INFORMATION GIVEN:
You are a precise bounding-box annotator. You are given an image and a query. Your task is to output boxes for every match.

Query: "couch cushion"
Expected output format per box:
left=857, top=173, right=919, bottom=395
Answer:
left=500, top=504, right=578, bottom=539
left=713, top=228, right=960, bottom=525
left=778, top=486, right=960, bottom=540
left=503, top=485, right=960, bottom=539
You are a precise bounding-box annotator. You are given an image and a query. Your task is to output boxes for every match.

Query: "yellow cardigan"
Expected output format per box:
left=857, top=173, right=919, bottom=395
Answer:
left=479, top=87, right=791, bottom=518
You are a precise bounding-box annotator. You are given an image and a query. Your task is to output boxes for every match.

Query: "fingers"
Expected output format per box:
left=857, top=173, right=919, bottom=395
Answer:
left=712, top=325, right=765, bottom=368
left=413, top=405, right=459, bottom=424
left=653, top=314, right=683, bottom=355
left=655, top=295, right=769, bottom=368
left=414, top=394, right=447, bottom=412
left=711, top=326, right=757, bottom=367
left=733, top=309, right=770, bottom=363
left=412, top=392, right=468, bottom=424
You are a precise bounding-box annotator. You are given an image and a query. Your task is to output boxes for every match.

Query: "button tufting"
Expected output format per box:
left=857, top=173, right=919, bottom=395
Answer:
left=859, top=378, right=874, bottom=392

PROBLEM TO WORK ON: Every entry must be quoted exactly as it appears above.

TASK RESULT:
You are a precise bounding-box annotator. You are given an image and a query. Your task is to output boxes for every match.

Query: "couch cushion"
Expected output format per box:
left=857, top=173, right=919, bottom=395
Answer:
left=500, top=504, right=578, bottom=539
left=713, top=228, right=960, bottom=525
left=778, top=486, right=960, bottom=540
left=503, top=485, right=960, bottom=539
You are a precise bounding-box annotator. You are given an image and a query. Your task is to output boxes for every match.

Query: "yellow cardigan"
Expected output format per box:
left=857, top=173, right=919, bottom=395
Answer:
left=479, top=87, right=791, bottom=518
You are a precise bounding-box annotator. You are given an image and a query. Your task is to output boxes for every match.

Query: "fingers"
Expected output format per box:
left=857, top=173, right=919, bottom=395
Answer:
left=712, top=325, right=765, bottom=368
left=413, top=405, right=459, bottom=424
left=653, top=314, right=683, bottom=355
left=655, top=295, right=769, bottom=368
left=414, top=394, right=447, bottom=412
left=711, top=326, right=757, bottom=367
left=733, top=309, right=770, bottom=363
left=412, top=392, right=468, bottom=424
You are a precise bounding-box annotator. You are given an image and a query. Your task is to output boxes for every match.

Query: "button tufting"
Expected output format per box:
left=857, top=173, right=919, bottom=395
Answer:
left=859, top=378, right=874, bottom=392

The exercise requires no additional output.